# Work to complete:
Echo each line of the records below back verbatim, omitting the pictures.

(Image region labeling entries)
— begin —

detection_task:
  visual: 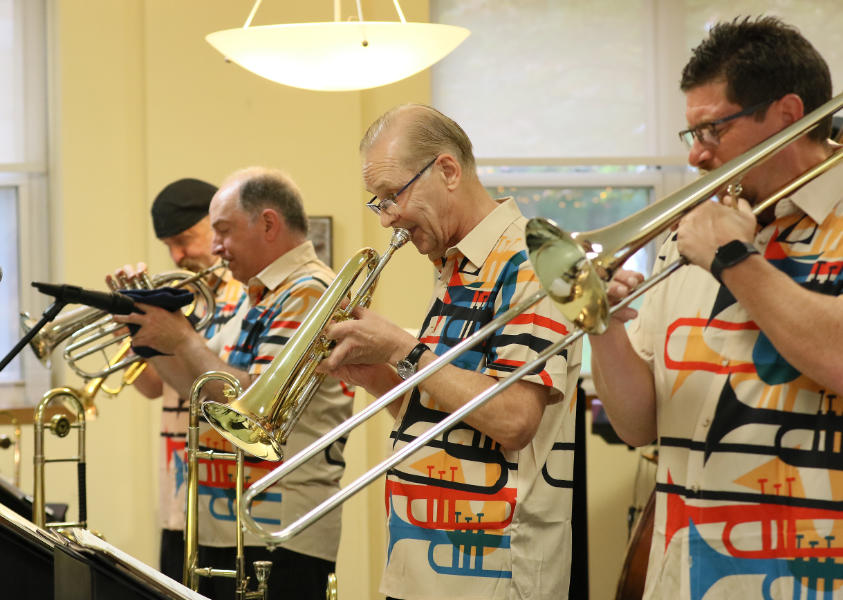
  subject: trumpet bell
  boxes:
[202,229,410,460]
[525,218,609,334]
[202,400,284,460]
[202,248,377,460]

— end —

# Written response:
detection_task:
  visual: 
  subject: trumpet bell
  boxes:
[202,229,410,460]
[525,218,609,334]
[202,400,284,460]
[202,248,377,460]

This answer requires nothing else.